Every single entry below should be reproduced verbatim.

▶ **Data excerpts**:

——

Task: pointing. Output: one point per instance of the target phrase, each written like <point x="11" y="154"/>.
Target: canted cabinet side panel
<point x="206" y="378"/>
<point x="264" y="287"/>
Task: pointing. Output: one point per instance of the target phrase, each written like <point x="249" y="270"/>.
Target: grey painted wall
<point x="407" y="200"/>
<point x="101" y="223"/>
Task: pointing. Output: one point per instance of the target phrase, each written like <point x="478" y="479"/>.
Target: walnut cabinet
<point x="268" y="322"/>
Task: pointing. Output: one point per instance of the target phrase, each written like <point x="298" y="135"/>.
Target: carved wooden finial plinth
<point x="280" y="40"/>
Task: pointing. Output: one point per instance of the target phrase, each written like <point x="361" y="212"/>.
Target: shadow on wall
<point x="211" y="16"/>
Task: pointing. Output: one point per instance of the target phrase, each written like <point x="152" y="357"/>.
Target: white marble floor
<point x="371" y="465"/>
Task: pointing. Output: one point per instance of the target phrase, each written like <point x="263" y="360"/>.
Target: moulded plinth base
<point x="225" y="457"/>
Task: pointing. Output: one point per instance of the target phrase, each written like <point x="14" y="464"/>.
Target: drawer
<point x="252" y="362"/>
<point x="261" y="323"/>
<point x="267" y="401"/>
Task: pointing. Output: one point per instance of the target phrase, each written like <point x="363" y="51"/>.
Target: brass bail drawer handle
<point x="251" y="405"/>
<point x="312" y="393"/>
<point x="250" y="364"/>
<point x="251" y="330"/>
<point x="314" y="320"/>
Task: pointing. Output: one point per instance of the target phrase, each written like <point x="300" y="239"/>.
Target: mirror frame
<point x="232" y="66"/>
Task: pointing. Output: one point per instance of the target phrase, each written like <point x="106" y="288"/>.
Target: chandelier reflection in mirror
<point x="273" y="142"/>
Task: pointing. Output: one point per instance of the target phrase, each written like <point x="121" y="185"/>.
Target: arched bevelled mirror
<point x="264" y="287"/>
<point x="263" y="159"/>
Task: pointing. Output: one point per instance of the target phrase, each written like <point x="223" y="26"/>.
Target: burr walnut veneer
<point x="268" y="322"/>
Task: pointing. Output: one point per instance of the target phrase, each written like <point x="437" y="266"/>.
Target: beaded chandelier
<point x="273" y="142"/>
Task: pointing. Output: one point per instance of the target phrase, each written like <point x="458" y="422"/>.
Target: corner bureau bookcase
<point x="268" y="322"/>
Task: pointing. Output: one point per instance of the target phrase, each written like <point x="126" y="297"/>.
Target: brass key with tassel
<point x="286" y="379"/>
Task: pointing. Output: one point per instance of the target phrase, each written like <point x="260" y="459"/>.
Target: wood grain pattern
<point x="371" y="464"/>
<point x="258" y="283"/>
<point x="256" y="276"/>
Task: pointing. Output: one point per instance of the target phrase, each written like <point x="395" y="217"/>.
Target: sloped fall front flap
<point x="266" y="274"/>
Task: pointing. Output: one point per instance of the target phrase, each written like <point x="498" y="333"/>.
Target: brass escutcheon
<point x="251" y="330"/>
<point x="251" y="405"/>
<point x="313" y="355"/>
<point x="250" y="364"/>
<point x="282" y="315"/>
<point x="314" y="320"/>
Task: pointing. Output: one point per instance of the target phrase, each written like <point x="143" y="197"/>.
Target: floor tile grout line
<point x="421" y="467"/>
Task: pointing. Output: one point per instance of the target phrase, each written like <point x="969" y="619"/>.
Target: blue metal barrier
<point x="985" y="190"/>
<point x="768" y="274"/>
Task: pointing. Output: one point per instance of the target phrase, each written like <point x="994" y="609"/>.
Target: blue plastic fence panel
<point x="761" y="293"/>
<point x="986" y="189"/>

——

▶ **Answer area**:
Task: pointing. Output: one point per instance of the target phrase, each written like <point x="11" y="154"/>.
Target: canted cabinet side panel
<point x="206" y="378"/>
<point x="264" y="287"/>
Task: pointing. Output: one point per instance of the target phrase, each written like <point x="249" y="270"/>.
Target: grey painted wall
<point x="407" y="200"/>
<point x="101" y="223"/>
Task: pointing. Output: one point per instance of the target phrase, each written like <point x="478" y="479"/>.
Target: walnut cabinet
<point x="268" y="322"/>
Task: pointing. Output: one point per instance of the target phrase, each written like <point x="298" y="135"/>.
Target: carved wooden finial plinth
<point x="280" y="40"/>
Task: pointing. Output: one point per instance of the target phrase, each written like <point x="361" y="212"/>.
Target: shadow on wall
<point x="211" y="16"/>
Task: pointing. Output: one point per instance of the target phrase, each written like <point x="152" y="357"/>.
Target: white marble floor
<point x="371" y="465"/>
Task: pointing. Output: one point per instance of the target phrase, each written like <point x="263" y="360"/>.
Target: moulded plinth base
<point x="225" y="457"/>
Task: pointing. Output: one point per instance of the target phrase, each written like <point x="14" y="464"/>.
Target: drawer
<point x="252" y="362"/>
<point x="261" y="323"/>
<point x="267" y="401"/>
Task: pointing. Output: one point per instance of the target phrase, each written like <point x="363" y="51"/>.
Target: brass bail drawer handle
<point x="251" y="405"/>
<point x="312" y="393"/>
<point x="250" y="364"/>
<point x="251" y="330"/>
<point x="314" y="320"/>
Task: pointing. Output: one point per instance of the target phrase, each written like <point x="300" y="239"/>.
Target: mirror frame
<point x="232" y="66"/>
Task: pointing. Output: one point per instance of the target phrase, each written like <point x="106" y="288"/>.
Target: chandelier reflection in mirror
<point x="273" y="142"/>
Task: pointing. Output: one point per instance of the target phrase, each written like <point x="121" y="185"/>.
Target: arched bevelled mirror
<point x="264" y="287"/>
<point x="263" y="159"/>
Task: pointing. Output: one point per instance of the target phrase, each written like <point x="223" y="26"/>.
Target: burr walnut veneer
<point x="268" y="322"/>
Task: pointing. Output: one point per instance of the target phrase, each written like <point x="437" y="266"/>.
Target: beaded chandelier
<point x="273" y="142"/>
Task: pointing. Output: one point per instance of the target phrase, each written like <point x="458" y="422"/>.
Target: corner bureau bookcase
<point x="268" y="322"/>
Task: pointing. Output: one point per instance of the target phrase, each written like <point x="126" y="297"/>.
Target: brass key with tassel
<point x="286" y="379"/>
Task: pointing. Output: one point per instance of the target phrase, each written like <point x="260" y="459"/>.
Target: wood grain pattern
<point x="371" y="464"/>
<point x="258" y="283"/>
<point x="256" y="276"/>
Task: pointing. Output: one point per instance of the target phrase, each written like <point x="395" y="217"/>.
Target: sloped fall front flap
<point x="266" y="274"/>
Task: pointing. Output: one point per instance of the target phrase, each written like <point x="498" y="333"/>.
Target: brass escutcheon
<point x="251" y="330"/>
<point x="251" y="405"/>
<point x="313" y="355"/>
<point x="250" y="364"/>
<point x="282" y="315"/>
<point x="314" y="320"/>
Task: pointing. Output: one point per instance of the target phrase, each written like <point x="143" y="197"/>.
Target: floor tile grout line
<point x="421" y="467"/>
Task: pointing. Output: one point per instance of the target phrase, each written like <point x="969" y="619"/>.
Target: blue metal barrier
<point x="985" y="190"/>
<point x="768" y="274"/>
Task: pointing. Output: one point per instance of the target phrase, each written like <point x="994" y="609"/>.
Target: blue plastic fence panel
<point x="761" y="293"/>
<point x="986" y="189"/>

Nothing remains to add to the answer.